Extracted text:

##############################

BERMAN: Ritchie-rich?

ZELENY: Ritchie-rich! 

BERMAN: I wonder who Reggie rich is in this scenario? Just very quickly Jeff. Any chance that President Obama and Joe Biden, the President-Elect, have been talking over the last several days since the election? 

ZELENY: We do know they have spoken at least once, last Saturday they spoke when he called to congratulate him. Since then, I don't believe they have, because President Obama has been doing all of these interviews. But there's no question that he's always available for his advice. But also, their relationship generally is that President Obama stands back and is sort of offers advice if needed. But he does not think that Joe Biden needs his advice. And in terms of any role he'll play, he says he does not plan to play an official role in the Biden administration. He says if he did, Michelle will kill him. 

New Day
8:48 AM ET

ALISYN CAMEROTA: In an interview with "60 minutes" last night President Barack Obama saying it's time for President Trump to concede the election. 

[Cuts to 60 Minutes interview]

BARACK OBAMA: A President is a public servant. They are temporary occupants of the office by design and when your time is up then it is your job to put the country first and think beyond your own ego and your own interests and your own disappointments. My advice to President Trump is if you want at this late stage in the game to be remembered as somebody who put country first, it's time for you to do the same thing. 

[Cuts to 60 Minutes interview]

ALISYN CAMEROTA: All right. Joining us now is Reggie love, President Obama's former special assistant and personal aide. Reggie, great to see you. 

REGGIE LOVE [Fmr. Special Asst. & Personal Aide to President Obama]: Alisyn, thank you for having me on and John as well. I hope you guys are hanging in there. 

JOHN BERMAN: Glad I snuck in. Thank you. 

CAMEROTA: We are hanging in there at the moment. Before we get to President Obama's words last night, I know you spoke to him early on election day and I'm just curious what his mood was or what he said because the outcome was far from decided at that point. 

LOVE: Yeah, I think he was pretty optimistic about people being engaged and involved in this upcoming election and the idea that we would have -- that there would be historic turnout and that people would believe in democracy and believe in the idea that there votes matter.

##############################

Excerpted records:

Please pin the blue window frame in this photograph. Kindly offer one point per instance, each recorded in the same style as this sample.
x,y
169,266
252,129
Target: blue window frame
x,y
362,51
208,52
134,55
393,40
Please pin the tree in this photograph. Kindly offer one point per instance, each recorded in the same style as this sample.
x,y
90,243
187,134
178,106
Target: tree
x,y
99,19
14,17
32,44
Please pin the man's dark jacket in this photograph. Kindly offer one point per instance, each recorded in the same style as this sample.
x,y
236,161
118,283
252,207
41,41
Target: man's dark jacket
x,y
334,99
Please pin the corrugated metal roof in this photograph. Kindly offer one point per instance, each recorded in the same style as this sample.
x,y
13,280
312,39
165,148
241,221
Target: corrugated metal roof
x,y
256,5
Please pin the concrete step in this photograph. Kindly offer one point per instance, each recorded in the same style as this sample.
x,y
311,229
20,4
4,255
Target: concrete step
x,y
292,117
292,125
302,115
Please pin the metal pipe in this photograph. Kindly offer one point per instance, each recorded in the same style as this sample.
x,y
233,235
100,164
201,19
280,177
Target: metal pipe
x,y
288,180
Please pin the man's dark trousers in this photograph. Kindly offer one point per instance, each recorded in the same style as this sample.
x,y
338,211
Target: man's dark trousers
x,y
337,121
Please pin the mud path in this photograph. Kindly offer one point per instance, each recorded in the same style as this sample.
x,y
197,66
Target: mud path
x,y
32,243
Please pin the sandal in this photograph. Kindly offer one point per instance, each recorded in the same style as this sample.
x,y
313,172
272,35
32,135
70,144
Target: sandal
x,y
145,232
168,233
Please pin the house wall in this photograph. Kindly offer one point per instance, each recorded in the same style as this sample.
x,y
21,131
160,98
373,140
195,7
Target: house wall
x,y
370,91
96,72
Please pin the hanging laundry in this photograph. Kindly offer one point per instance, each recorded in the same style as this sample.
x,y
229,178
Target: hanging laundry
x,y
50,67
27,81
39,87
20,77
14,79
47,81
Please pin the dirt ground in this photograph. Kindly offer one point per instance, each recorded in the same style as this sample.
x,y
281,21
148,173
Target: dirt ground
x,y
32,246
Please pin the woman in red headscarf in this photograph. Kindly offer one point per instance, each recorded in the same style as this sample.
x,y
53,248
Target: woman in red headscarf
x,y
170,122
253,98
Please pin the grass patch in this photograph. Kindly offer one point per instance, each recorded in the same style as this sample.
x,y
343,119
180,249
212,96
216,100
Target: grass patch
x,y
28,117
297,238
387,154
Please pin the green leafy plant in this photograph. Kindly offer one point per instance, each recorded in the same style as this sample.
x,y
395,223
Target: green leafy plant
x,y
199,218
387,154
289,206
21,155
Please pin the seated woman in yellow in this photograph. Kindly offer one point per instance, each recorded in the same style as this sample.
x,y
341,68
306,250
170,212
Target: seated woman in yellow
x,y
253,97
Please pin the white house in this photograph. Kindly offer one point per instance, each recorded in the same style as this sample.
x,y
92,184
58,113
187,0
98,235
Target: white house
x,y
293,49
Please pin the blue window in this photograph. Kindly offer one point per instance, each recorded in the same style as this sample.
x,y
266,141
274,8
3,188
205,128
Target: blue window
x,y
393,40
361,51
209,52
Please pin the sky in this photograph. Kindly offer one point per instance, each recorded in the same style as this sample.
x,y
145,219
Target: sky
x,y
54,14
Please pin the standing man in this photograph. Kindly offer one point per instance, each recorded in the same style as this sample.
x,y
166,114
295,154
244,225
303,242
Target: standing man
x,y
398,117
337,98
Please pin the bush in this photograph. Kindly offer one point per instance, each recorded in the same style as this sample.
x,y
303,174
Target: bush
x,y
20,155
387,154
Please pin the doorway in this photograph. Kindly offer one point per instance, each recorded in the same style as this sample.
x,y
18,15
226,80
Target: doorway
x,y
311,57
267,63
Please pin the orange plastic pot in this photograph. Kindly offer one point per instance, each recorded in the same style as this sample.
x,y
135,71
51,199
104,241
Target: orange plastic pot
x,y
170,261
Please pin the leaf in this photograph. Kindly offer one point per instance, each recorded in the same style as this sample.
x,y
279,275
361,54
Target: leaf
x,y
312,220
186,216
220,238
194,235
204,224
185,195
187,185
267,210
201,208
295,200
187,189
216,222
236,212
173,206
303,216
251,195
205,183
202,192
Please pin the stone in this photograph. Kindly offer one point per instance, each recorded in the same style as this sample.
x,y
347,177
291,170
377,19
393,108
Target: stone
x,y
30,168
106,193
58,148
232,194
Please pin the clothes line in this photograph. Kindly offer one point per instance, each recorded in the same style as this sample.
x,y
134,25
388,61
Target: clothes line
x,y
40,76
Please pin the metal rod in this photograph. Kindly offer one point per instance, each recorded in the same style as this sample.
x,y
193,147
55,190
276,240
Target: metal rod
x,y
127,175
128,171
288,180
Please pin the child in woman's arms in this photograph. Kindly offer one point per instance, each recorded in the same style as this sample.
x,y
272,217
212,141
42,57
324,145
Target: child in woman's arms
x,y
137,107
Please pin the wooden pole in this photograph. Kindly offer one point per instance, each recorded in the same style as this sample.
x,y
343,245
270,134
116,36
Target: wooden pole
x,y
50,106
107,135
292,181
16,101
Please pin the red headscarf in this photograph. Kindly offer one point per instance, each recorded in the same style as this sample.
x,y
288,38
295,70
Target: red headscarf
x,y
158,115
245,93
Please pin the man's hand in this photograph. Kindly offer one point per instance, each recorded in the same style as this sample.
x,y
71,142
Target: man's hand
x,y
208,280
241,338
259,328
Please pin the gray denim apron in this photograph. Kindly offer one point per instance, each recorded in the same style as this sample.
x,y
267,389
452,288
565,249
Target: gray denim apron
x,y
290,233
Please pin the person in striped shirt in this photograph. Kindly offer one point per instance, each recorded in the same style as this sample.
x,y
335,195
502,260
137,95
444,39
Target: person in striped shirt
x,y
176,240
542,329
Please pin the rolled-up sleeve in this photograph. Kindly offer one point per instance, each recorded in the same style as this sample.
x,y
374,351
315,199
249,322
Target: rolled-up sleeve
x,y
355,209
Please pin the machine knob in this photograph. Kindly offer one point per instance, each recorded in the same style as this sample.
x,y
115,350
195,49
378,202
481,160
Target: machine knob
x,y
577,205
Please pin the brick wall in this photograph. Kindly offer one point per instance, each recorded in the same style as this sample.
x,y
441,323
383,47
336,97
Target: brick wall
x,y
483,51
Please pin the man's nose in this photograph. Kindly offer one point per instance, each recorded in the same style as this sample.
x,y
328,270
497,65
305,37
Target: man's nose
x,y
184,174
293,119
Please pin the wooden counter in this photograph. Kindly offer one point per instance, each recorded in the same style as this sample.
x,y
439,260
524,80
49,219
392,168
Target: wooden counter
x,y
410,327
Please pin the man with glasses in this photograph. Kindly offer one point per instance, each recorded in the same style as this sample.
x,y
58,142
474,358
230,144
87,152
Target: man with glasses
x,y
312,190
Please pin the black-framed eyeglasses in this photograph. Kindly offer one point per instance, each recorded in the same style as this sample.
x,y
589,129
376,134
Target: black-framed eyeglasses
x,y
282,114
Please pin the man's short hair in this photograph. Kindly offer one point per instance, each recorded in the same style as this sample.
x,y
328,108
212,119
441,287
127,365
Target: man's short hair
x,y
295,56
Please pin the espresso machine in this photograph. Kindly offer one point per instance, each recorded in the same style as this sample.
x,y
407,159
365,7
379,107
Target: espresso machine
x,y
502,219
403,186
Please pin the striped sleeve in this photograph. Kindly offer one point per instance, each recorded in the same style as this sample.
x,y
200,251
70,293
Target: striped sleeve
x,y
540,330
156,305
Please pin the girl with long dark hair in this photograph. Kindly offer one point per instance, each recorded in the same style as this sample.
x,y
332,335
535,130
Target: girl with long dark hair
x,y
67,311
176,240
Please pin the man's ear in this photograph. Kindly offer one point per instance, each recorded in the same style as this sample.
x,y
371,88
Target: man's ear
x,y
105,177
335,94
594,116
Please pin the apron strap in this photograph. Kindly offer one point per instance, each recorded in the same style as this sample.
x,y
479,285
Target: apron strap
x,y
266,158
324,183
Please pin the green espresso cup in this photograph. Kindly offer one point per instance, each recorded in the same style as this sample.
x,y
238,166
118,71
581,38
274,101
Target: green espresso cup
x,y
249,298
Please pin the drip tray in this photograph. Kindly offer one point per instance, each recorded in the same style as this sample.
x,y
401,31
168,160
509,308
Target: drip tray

##############################

Given exercise 1: In the news transcript, what does President Obama say Michelle would do if he took an official role in the Biden administration?
Given exercise 2: Carry the news transcript forward from its final line.

Task answer 1: She would kill him.

Task answer 2:
BERMAN: Obviously you know him better than most and when we hear him talk about the current situation with the transition and the election, he's disappointed, but how upset is he? Can you tell how worked up he is over this because sometimes it's hard to tell with the even keel. On a scale from one to ten what's his level of outrage here? 

LOVE: Well, look, you know, I think that in the interview he does a really -- he very much explains this idea that democracy, even now imperfect and even though the country that we live in is an imperfect union, that we do all have a responsibility as -- not only as voters and constituents but also public officials and office holders to do everything that we can to continue to try to create a more perfect union and to hold up the principles that make democracy work. You know, I think his comments were pretty pointed that, you know, Trump has an opportunity to do that, though he hasn't done it yet, you know, I think that it's a responsibility that I think the President -- that President Obama believes President Trump currently has and I think when President Trump was elected I don't think Democrats or President Obama himself were extremely thrilled with that outcome, but nonetheless, you know, handled it with dignity and with grace and with understanding that his actions and how he had a transition of power had an impact on how democracy would play out. So, yeah, I think it's tough. 

CAMEROTA: Hey, Reggie, have you had a chance to read any of President Obama's 768 tome of a – 

BERMAN: That's just part one. 

CAMEROTA: I know. I get it. Have you had a chance to read some passages?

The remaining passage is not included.